## Entries shown
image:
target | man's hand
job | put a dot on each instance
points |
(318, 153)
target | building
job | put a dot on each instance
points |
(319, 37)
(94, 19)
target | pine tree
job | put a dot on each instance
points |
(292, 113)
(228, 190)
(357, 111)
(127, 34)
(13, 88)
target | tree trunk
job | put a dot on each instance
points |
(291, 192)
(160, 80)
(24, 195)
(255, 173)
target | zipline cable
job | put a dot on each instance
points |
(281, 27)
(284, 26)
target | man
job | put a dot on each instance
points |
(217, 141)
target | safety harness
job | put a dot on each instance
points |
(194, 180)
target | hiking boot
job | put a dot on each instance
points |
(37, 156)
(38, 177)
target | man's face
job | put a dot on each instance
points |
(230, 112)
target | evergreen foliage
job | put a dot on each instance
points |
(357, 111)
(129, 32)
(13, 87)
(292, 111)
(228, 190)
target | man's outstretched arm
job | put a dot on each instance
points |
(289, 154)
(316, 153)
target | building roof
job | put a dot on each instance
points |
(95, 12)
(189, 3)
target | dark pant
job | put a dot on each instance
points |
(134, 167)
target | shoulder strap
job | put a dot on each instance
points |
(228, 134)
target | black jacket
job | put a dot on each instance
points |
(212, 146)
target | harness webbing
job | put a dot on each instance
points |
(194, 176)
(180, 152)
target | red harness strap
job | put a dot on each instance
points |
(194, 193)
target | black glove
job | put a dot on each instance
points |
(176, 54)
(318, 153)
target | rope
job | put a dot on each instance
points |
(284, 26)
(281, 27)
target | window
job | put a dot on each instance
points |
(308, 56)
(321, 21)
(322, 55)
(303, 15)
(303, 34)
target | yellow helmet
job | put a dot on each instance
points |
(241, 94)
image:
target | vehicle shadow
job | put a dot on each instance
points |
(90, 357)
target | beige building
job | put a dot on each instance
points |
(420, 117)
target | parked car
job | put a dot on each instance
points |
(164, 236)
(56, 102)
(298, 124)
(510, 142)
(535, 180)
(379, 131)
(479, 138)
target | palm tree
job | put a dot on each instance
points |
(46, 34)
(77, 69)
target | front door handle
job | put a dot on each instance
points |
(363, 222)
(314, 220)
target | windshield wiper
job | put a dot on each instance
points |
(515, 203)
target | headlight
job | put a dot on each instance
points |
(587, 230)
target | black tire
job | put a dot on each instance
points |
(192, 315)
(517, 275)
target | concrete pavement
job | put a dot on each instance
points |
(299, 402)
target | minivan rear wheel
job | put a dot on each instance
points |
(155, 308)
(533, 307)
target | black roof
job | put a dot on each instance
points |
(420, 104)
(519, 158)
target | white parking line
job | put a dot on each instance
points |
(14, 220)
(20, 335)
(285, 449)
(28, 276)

## Written instruction
Copy out the full material exactly as it appears.

## Full output
image:
target | man's hand
job | put a dot on each instance
points |
(318, 153)
target | building
job | put a dot on each instance
points |
(319, 37)
(94, 19)
target | pine tree
job | put a dot on each instance
points |
(292, 113)
(228, 190)
(357, 111)
(127, 34)
(13, 88)
target | tree trunk
job | put a dot on each instance
points |
(291, 192)
(160, 80)
(24, 195)
(255, 173)
target | zipline cable
job | put a dot on each instance
points |
(281, 27)
(284, 26)
target | man
job | put a dot on each instance
points |
(217, 141)
target | safety harness
job | put a dot on each instance
points |
(194, 180)
target | hiking boot
job | put a dot on each instance
points |
(37, 156)
(38, 177)
target | man's face
job | put a dot on each instance
points |
(230, 112)
target | evergreen foliage
job | put a dot on each instance
points |
(357, 111)
(129, 32)
(13, 87)
(292, 111)
(228, 190)
target | man's outstretched arm
job | put a dot on each instance
points |
(289, 154)
(316, 153)
target | building roof
job | put a dot on each instance
points |
(95, 12)
(189, 3)
target | dark pant
job | put a dot on each instance
points |
(134, 167)
target | shoulder strap
job | put a dot on each instance
points |
(228, 134)
target | black jacket
job | put a dot on each instance
points |
(212, 146)
target | harness webbing
job | put a dot on each instance
points |
(194, 176)
(180, 152)
target | red harness strap
job | put a dot on each instance
points |
(194, 193)
target | black glove
job | put a dot on each instance
points |
(176, 54)
(318, 153)
target | rope
job | put a dot on each instance
points |
(284, 26)
(281, 27)
target | window
job | put a dot on each instance
points |
(308, 56)
(321, 21)
(322, 55)
(303, 15)
(303, 34)
target | yellow helmet
job | put a dot on each instance
points |
(241, 94)
image:
target | vehicle shadow
job | put a dot on each instance
points |
(90, 357)
target | beige building
job | put a dot on each instance
points |
(420, 117)
target | parked car
job | put a dot on each instance
points |
(164, 236)
(56, 102)
(298, 124)
(510, 142)
(535, 180)
(379, 131)
(479, 138)
target | palm tree
job | put a dot on each instance
points |
(46, 34)
(77, 69)
target | front door handle
job | put a dot on each instance
points |
(363, 222)
(314, 220)
target | windshield wiper
job | put a dot on each instance
points |
(515, 203)
target | headlight
job | put a dot on each instance
points |
(587, 230)
target | black tire
job | put a dot on each instance
points |
(192, 315)
(517, 275)
target | concrete pavement
job | put a dot on each instance
points |
(299, 402)
target | minivan rear wheel
job | put a dot on each instance
points |
(155, 308)
(533, 307)
target | black roof
job | put a dot on each instance
points |
(420, 104)
(519, 158)
target | white parking line
job | put a dot on each instance
points |
(14, 220)
(20, 335)
(285, 449)
(28, 276)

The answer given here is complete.